| Requirement |
Print each of these items again line for line, leaving every line unchanged.

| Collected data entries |
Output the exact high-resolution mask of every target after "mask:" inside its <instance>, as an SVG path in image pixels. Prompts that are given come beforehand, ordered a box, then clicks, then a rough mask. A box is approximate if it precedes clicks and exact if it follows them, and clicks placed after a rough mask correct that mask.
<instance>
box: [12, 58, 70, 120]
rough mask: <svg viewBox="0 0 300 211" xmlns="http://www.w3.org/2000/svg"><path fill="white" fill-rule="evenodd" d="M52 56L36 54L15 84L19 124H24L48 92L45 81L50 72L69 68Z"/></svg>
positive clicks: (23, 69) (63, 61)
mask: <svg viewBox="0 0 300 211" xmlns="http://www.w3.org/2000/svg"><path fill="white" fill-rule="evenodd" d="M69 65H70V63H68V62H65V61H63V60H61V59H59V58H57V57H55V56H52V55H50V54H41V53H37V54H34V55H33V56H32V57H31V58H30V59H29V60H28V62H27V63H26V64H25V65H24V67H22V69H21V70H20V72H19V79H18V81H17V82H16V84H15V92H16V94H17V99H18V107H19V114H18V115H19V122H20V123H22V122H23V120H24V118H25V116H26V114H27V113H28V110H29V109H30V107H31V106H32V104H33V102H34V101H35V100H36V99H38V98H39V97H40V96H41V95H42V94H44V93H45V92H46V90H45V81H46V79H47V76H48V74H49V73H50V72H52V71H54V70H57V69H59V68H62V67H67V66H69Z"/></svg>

| Result of the exercise |
Output the exact high-resolution mask of every target after "mask:" inside its <instance>, as an SVG path in image pixels. Prompts that are given come beforehand, ordered a box, then clicks, then a rough mask. A box is approximate if it precedes clicks and exact if it follows them, and clicks placed after a rough mask correct that mask.
<instance>
box: [12, 58, 70, 120]
rough mask: <svg viewBox="0 0 300 211" xmlns="http://www.w3.org/2000/svg"><path fill="white" fill-rule="evenodd" d="M52 56L36 54L15 84L19 124H24L48 92L45 81L50 72L69 68Z"/></svg>
positive clicks: (23, 69) (63, 61)
mask: <svg viewBox="0 0 300 211" xmlns="http://www.w3.org/2000/svg"><path fill="white" fill-rule="evenodd" d="M69 65H70V63H68V62H65V61H63V60H61V59H59V58H57V57H55V56H52V55H50V54H41V53H37V54H34V55H33V56H32V57H31V58H30V59H29V60H28V62H27V63H26V64H25V65H24V67H22V69H21V70H20V72H19V79H18V81H17V82H16V84H15V92H16V94H17V99H18V107H19V114H18V115H19V122H20V123H22V122H23V120H24V118H25V116H26V114H27V113H28V110H29V109H30V107H31V106H32V104H33V102H34V101H35V100H36V99H38V98H39V97H40V96H41V95H42V94H44V93H45V92H46V90H45V81H46V79H47V76H48V74H49V73H50V72H52V71H54V70H57V69H59V68H62V67H67V66H69Z"/></svg>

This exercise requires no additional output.